BEGIN
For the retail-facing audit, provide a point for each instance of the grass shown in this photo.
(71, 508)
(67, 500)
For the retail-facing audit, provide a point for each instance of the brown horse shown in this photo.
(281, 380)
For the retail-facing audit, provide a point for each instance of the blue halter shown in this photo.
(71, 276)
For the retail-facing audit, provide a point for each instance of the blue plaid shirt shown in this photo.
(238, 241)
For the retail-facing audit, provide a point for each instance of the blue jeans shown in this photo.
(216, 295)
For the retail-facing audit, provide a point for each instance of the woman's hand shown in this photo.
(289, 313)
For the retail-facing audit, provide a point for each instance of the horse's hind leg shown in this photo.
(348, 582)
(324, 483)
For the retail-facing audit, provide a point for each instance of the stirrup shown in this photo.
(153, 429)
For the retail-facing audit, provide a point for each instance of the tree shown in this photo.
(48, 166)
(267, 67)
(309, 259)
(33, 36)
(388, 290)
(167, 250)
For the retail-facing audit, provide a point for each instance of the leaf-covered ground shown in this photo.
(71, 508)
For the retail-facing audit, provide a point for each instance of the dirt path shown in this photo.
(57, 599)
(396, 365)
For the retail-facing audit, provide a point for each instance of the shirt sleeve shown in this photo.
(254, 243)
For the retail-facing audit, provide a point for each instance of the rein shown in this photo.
END
DIRECTIONS FOR THIS TASK:
The data must be given again in full, exactly as written.

RESPONSE AREA:
For the retail-facing audit, provide a point for each instance of the grass shown in this photo.
(71, 508)
(67, 500)
For the retail-facing audit, provide a point for each instance of the brown horse shown in this photo.
(281, 380)
For the retail-facing audit, provide a point for each instance of the blue halter shown in this photo.
(71, 276)
For the retail-facing audit, provide a point for each instance of the blue plaid shirt shown in this photo.
(238, 241)
For the retail-facing audit, provide a point for each instance of the blue jeans shown in this photo.
(216, 295)
For the retail-facing audit, provide a point for each instance of the woman's hand shown in this photo.
(289, 313)
For the retail-facing audit, provide a point for each instance of the horse's hind leg shown in this photo.
(348, 582)
(324, 483)
For the retail-facing audit, provide a point for each instance of the stirrup shown in this photo.
(153, 429)
For the retail-facing audit, provide a point for each instance of the tree shown in this photo.
(48, 166)
(267, 67)
(309, 259)
(33, 36)
(388, 290)
(167, 250)
For the retail-facing audit, provide a point for each instance of the leaf-covered ground shown in this photo.
(71, 508)
For the retail-facing audit, provide a point for each instance of the dirt path shown in this photo.
(57, 599)
(396, 365)
For the retail-facing audit, provide a point for each instance of the shirt sleeve shown in this photo.
(254, 243)
For the retail-facing audit, provide a point for each instance of the rein shown in this photo.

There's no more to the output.